* [Page excerpt]
-=-=-=-=-
"Diana Beresford-Kroeger, a botanist and author, has created a forest with tree species handpicked for their ability to withstand a warming planet."
"MERRICKVILLE, Ontario — There aren’t many scientists raised in the ways of druids by Celtic medicine women, but there is at least one. She lives in the woods of Canada, in a forest she helped grow. From there, wielding just a pencil, she has been working to save some of the oldest life-forms on Earth by bewitching its humans.
At a hale 77, Diana Beresford-Kroeger is a medical biochemist, botanist, organic chemist, poet, author and developer of artificial blood. But her main focus for decades now has been to telegraph to the world, in prose that is scientifically exacting yet startlingly affecting, the wondrous capabilities of trees.
Dr. Beresford-Kroeger’s goal is to combat the climate crisis by fighting for what’s left of the great forests (she says the vast boreal wilderness that stretches across the Northern Hemisphere is as vital as the Amazon) and rebuilding what’s already come down. Trees store carbon dioxide and oxygenate the air, making them “the best and only thing we have right now to fight climate change and do it fast,” she said.
-=-=-=-=-
* [Required tasks]
A: Write out the part of the Diana Beresford-Kroeger article that begins at the words "At a hale 77, Diana" and stops after the words "capabilities of trees.".
B: Supply the next part of the article about Diana Beresford-Kroeger and her forest, picking up after its final sentence.
-=-=-=-=-
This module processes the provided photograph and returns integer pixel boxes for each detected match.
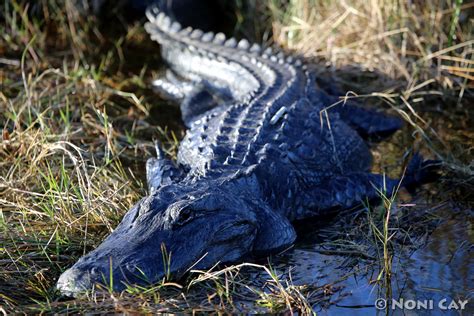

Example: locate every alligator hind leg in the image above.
[153,70,232,127]
[309,74,403,141]
[146,143,184,192]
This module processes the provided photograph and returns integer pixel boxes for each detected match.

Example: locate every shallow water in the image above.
[144,87,474,315]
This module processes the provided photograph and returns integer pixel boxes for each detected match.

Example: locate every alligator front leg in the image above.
[146,143,184,192]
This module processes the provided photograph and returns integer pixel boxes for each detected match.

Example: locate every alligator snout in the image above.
[57,191,257,296]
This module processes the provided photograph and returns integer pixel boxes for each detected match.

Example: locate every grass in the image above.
[0,0,474,313]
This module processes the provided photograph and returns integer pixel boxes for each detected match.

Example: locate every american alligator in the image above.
[57,6,436,295]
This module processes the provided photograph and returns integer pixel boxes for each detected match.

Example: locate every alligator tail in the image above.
[402,153,442,193]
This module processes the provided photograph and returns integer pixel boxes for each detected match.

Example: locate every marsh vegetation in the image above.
[0,0,474,313]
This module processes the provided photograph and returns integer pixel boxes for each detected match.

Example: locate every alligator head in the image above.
[57,184,257,296]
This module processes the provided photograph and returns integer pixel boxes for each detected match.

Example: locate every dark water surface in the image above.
[145,97,474,315]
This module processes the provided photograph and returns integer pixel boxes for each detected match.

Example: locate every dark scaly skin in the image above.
[57,3,432,295]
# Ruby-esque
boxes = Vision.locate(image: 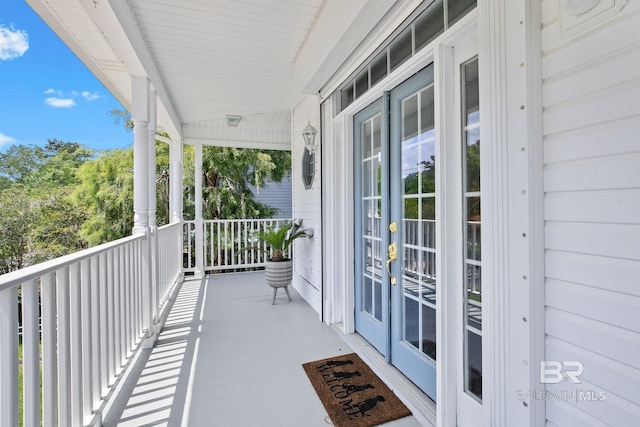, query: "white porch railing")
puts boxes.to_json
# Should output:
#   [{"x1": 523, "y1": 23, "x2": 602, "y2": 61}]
[
  {"x1": 183, "y1": 219, "x2": 291, "y2": 271},
  {"x1": 0, "y1": 224, "x2": 182, "y2": 426}
]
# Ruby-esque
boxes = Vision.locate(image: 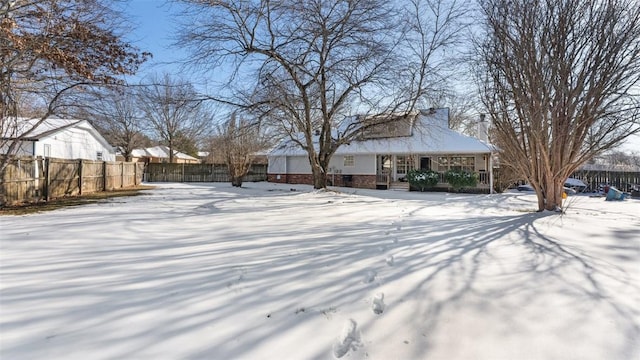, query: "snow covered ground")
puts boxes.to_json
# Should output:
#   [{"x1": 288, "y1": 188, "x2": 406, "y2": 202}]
[{"x1": 0, "y1": 183, "x2": 640, "y2": 360}]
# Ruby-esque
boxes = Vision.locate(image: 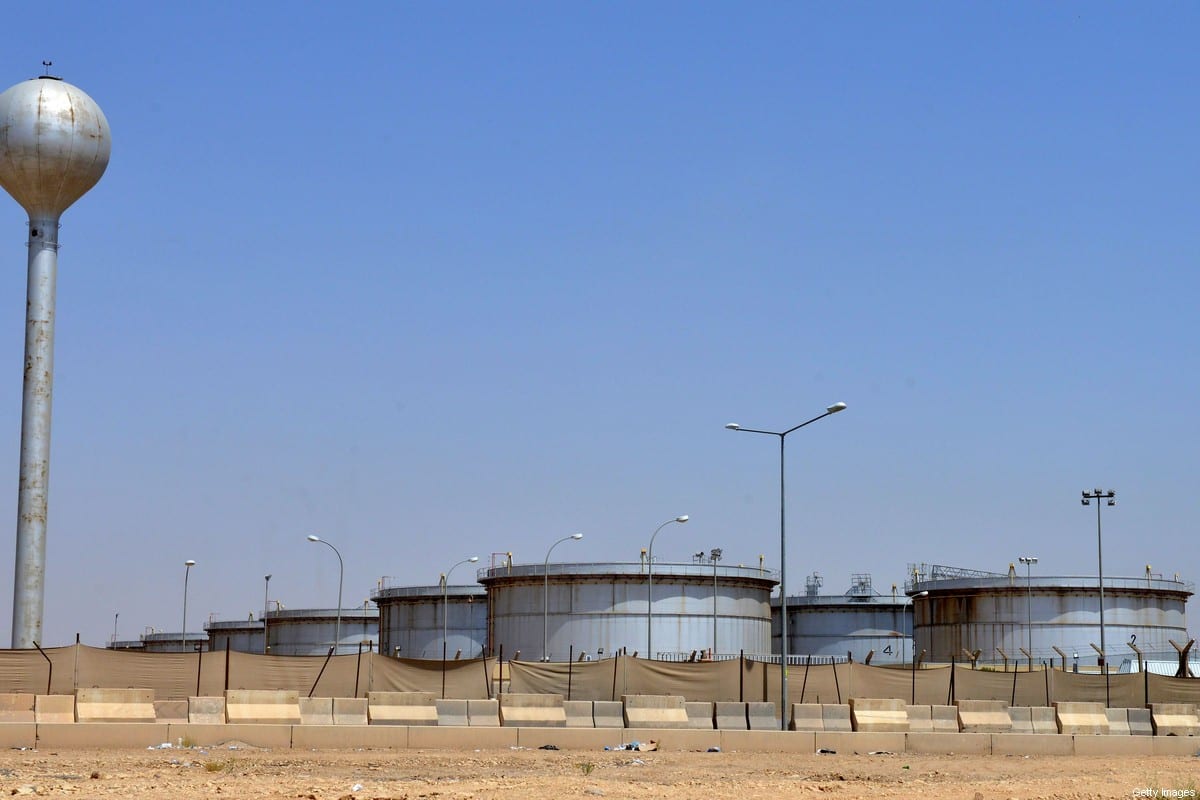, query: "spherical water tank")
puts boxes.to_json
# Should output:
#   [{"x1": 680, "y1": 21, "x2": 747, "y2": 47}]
[{"x1": 0, "y1": 77, "x2": 112, "y2": 217}]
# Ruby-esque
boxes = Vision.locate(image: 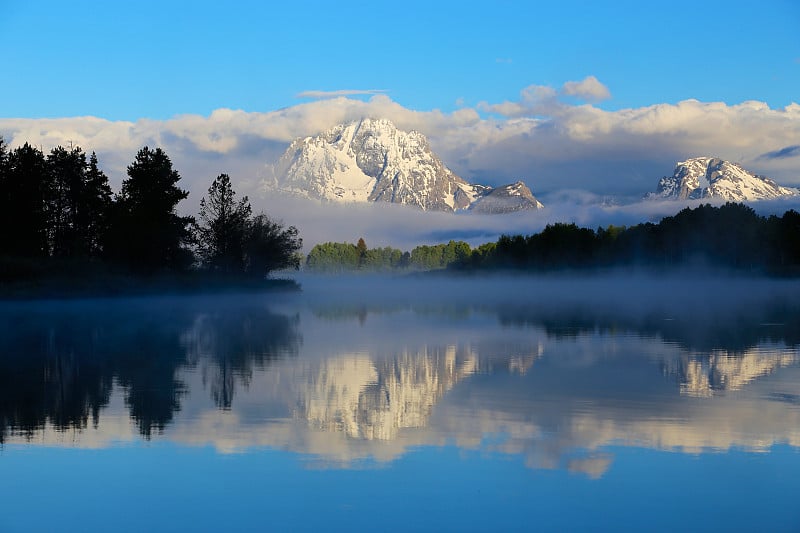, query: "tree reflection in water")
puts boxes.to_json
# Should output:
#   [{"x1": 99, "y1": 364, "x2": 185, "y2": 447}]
[{"x1": 0, "y1": 298, "x2": 300, "y2": 443}]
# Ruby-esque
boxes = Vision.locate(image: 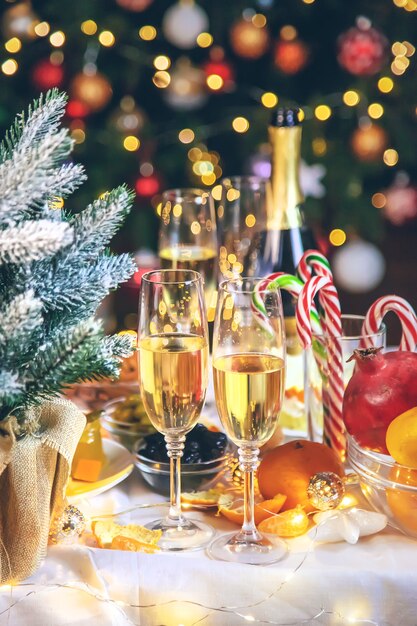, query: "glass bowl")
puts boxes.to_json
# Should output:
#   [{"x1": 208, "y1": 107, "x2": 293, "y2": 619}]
[
  {"x1": 135, "y1": 443, "x2": 232, "y2": 496},
  {"x1": 348, "y1": 436, "x2": 417, "y2": 538},
  {"x1": 100, "y1": 392, "x2": 156, "y2": 452}
]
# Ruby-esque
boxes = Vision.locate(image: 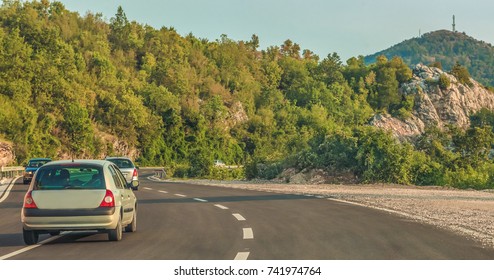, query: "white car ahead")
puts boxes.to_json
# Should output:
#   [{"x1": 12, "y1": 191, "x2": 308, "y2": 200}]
[{"x1": 21, "y1": 160, "x2": 139, "y2": 245}]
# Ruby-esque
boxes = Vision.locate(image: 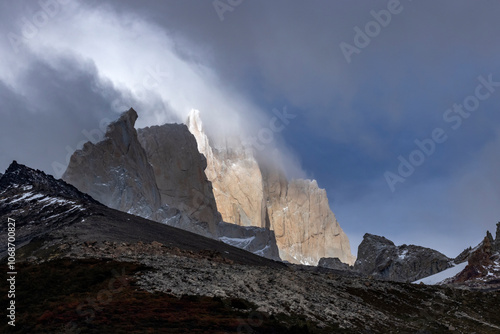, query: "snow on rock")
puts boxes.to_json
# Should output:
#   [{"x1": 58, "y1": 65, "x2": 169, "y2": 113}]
[{"x1": 413, "y1": 262, "x2": 467, "y2": 285}]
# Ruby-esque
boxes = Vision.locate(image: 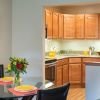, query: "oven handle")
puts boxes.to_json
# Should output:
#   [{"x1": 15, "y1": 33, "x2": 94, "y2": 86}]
[{"x1": 45, "y1": 62, "x2": 56, "y2": 66}]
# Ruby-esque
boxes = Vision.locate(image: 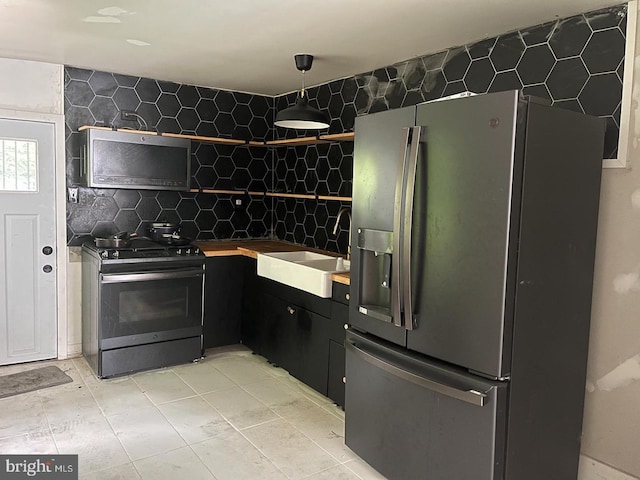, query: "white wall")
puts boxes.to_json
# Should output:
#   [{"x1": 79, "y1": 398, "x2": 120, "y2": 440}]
[
  {"x1": 579, "y1": 2, "x2": 640, "y2": 480},
  {"x1": 0, "y1": 58, "x2": 74, "y2": 358},
  {"x1": 0, "y1": 58, "x2": 64, "y2": 115}
]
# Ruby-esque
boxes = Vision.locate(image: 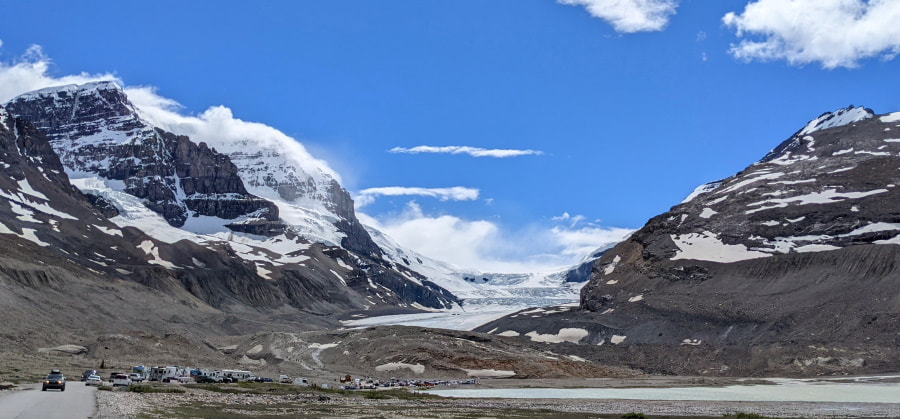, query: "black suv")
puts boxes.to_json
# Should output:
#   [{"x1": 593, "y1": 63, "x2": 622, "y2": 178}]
[{"x1": 41, "y1": 370, "x2": 66, "y2": 391}]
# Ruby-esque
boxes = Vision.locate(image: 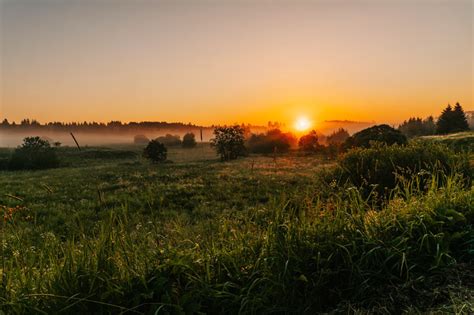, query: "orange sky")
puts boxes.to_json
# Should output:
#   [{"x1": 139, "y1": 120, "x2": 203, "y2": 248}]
[{"x1": 0, "y1": 0, "x2": 474, "y2": 124}]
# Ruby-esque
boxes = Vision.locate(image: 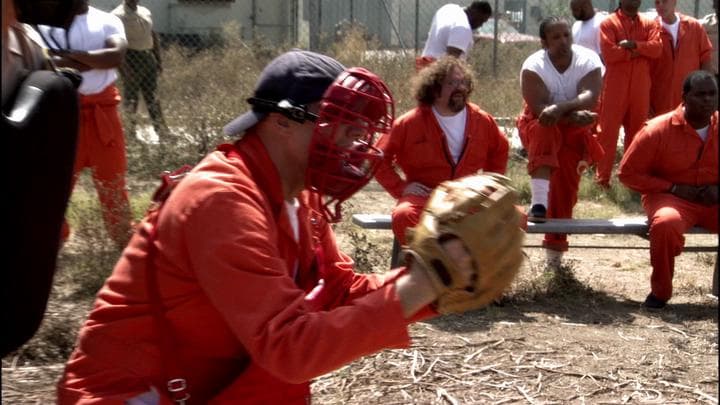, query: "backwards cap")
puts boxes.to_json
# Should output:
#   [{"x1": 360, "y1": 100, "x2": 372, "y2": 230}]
[{"x1": 223, "y1": 49, "x2": 345, "y2": 136}]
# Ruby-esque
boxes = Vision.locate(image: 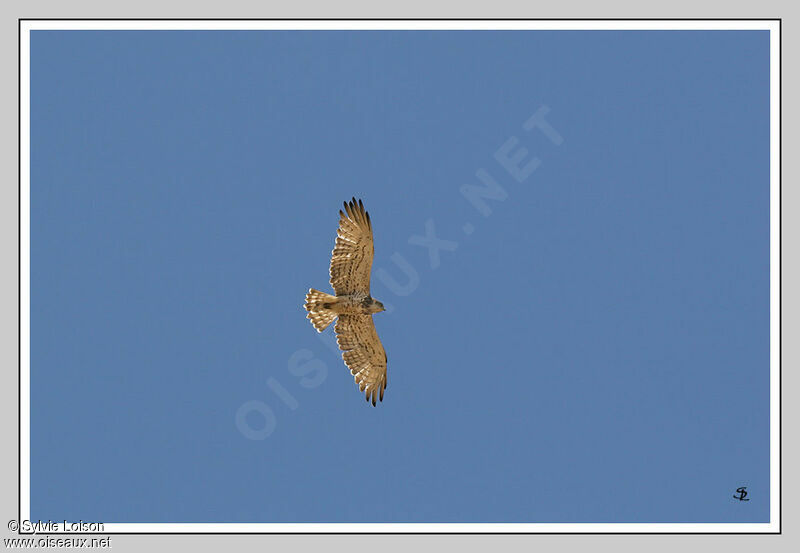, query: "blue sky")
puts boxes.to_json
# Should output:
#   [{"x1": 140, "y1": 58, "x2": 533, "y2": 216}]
[{"x1": 31, "y1": 31, "x2": 769, "y2": 522}]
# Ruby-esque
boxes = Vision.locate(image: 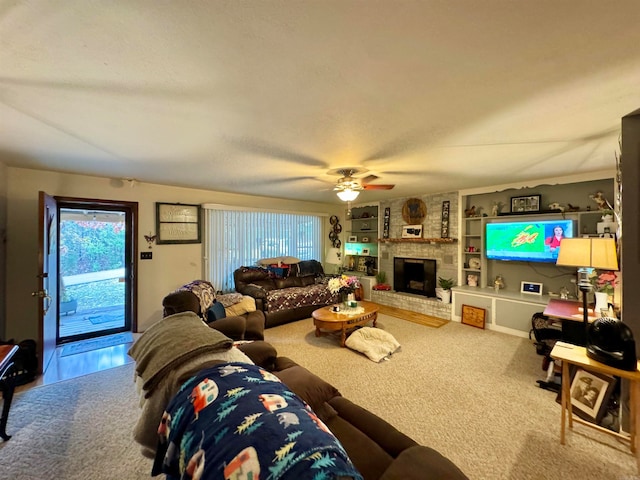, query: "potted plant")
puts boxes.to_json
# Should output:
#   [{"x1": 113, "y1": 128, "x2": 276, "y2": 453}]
[
  {"x1": 436, "y1": 277, "x2": 455, "y2": 303},
  {"x1": 373, "y1": 270, "x2": 391, "y2": 290}
]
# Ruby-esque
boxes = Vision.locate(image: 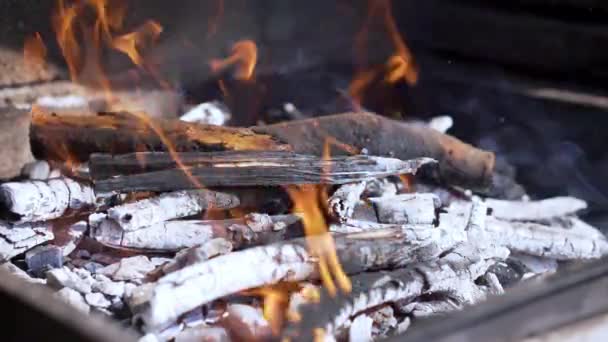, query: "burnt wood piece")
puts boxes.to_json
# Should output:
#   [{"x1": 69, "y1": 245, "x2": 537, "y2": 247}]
[
  {"x1": 30, "y1": 111, "x2": 289, "y2": 161},
  {"x1": 90, "y1": 151, "x2": 432, "y2": 193},
  {"x1": 0, "y1": 108, "x2": 34, "y2": 179},
  {"x1": 252, "y1": 113, "x2": 495, "y2": 188}
]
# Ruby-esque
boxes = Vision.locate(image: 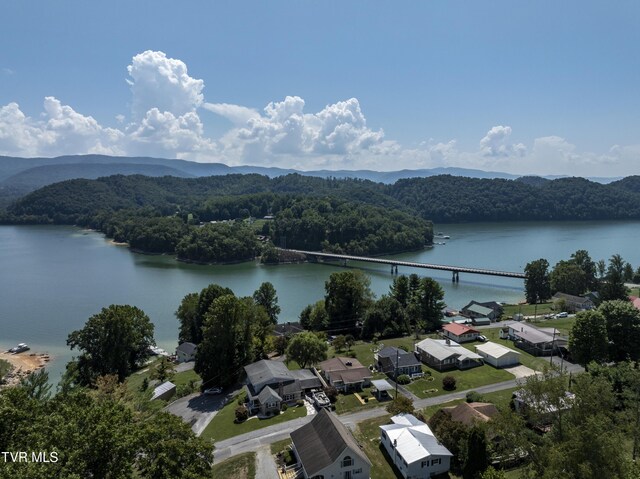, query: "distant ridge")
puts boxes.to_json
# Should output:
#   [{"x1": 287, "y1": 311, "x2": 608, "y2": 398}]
[{"x1": 0, "y1": 155, "x2": 620, "y2": 203}]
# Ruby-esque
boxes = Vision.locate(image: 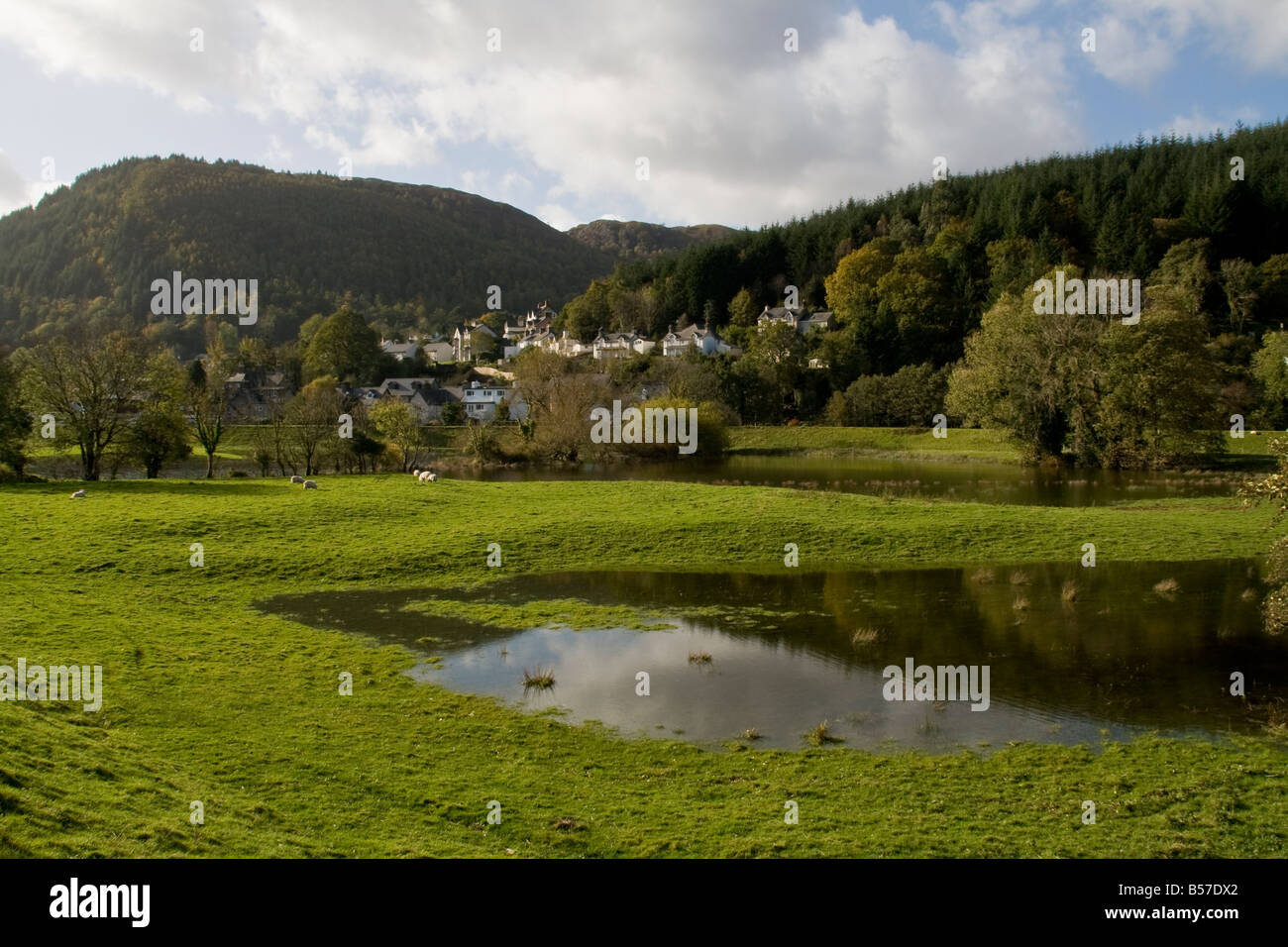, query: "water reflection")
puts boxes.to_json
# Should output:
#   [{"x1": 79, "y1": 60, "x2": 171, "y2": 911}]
[{"x1": 256, "y1": 561, "x2": 1288, "y2": 751}]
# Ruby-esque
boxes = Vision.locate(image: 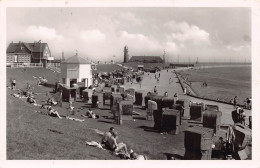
-=-=-=-=-
* [Answers in order]
A:
At a hale 77, Diana Beresford-Kroeger is a medical biochemist, botanist, organic chemist, poet, author and developer of artificial blood. But her main focus for decades now has been to telegraph to the world, in prose that is scientifically exacting yet startlingly affecting, the wondrous capabilities of trees.

B:
Her admirers, who included the late biodiversity pioneer E.O. Wilson, say what sets Dr. Beresford-Kreoger apart is the breadth of her knowledge. She can talk about the medicinal value of trees in one breath and their connection to human souls in the next. She moved Jane Fonda to tears. She inspired Richard Powers to base a central character of his Pulitzer-prize winning novel, “The Overstory,” in part on her: He has called her a “maverick” and her work “the best kind of animism.”"
Cara Buckley reports for the New York Times February 24, 2022.